• _Task_:
Report only how many lines of the records contain the word "fingers".

::: The records

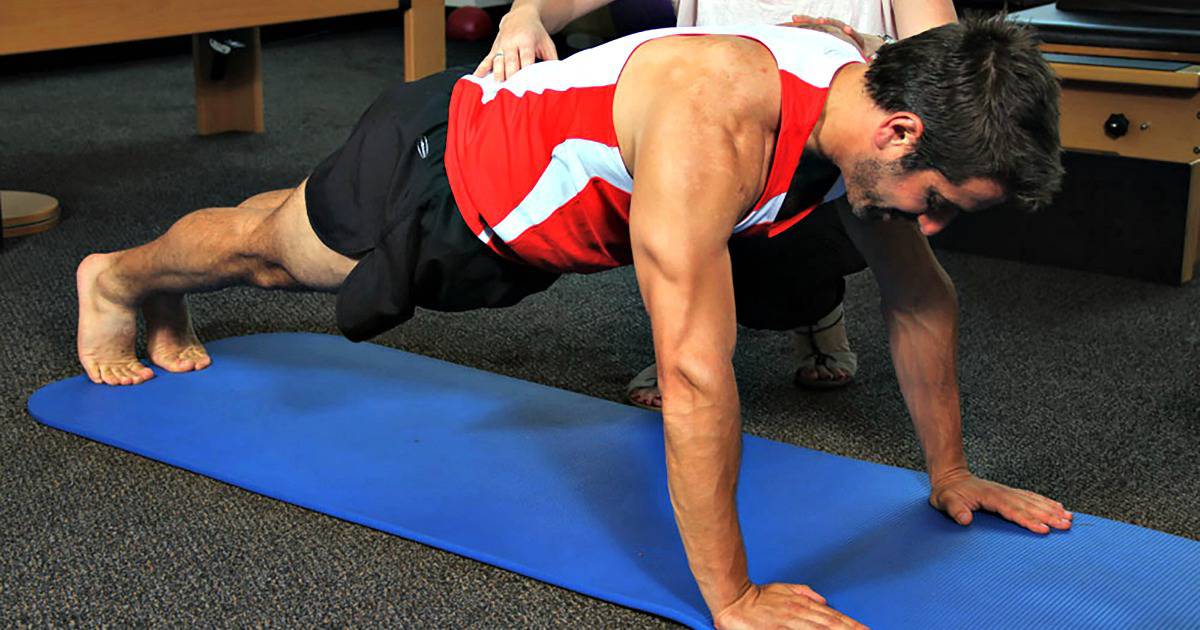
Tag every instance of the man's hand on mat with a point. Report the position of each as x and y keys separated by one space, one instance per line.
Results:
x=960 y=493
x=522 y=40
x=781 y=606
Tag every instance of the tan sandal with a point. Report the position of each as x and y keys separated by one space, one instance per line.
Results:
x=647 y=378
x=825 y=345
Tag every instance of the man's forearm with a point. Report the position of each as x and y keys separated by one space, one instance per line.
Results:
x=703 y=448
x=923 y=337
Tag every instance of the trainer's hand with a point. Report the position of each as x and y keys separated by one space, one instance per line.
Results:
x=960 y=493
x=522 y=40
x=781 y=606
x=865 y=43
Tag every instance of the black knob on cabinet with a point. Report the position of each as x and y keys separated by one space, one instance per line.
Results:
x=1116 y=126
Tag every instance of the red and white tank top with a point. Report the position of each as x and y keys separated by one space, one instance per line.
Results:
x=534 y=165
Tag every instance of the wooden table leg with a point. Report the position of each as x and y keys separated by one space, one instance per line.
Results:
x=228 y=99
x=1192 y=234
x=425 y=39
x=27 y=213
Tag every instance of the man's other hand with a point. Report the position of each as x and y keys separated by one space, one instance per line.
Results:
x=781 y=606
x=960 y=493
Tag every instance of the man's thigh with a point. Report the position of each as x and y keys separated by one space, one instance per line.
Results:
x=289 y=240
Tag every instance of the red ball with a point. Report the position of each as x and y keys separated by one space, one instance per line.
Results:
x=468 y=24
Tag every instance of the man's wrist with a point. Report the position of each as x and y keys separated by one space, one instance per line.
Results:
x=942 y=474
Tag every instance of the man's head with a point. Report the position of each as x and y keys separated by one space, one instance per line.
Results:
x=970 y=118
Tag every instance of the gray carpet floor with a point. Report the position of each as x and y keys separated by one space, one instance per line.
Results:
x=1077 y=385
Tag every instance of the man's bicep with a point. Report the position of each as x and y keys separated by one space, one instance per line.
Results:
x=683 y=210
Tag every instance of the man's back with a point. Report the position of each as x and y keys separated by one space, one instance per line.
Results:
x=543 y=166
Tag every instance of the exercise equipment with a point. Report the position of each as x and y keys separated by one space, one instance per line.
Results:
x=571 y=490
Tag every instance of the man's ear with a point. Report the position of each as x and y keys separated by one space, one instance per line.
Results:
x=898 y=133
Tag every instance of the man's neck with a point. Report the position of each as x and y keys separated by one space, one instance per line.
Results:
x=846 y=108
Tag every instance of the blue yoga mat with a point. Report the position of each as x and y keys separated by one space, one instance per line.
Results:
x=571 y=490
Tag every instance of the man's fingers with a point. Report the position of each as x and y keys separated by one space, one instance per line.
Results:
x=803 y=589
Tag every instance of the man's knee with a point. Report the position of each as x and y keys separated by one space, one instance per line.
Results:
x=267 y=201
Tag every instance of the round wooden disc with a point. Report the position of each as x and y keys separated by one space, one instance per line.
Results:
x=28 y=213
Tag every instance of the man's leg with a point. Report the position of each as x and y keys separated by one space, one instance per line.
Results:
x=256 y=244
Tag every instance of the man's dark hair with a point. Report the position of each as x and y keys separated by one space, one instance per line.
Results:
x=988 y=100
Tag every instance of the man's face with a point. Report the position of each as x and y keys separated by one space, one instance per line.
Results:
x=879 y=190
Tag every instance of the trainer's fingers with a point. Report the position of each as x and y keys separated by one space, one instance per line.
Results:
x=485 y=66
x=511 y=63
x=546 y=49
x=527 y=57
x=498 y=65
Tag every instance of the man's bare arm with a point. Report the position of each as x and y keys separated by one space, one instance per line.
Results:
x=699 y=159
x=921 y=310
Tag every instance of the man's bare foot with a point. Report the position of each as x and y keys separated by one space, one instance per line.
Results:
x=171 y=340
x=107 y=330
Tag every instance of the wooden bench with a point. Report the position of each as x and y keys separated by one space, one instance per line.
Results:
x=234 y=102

::::::

• _Worked solution_:
2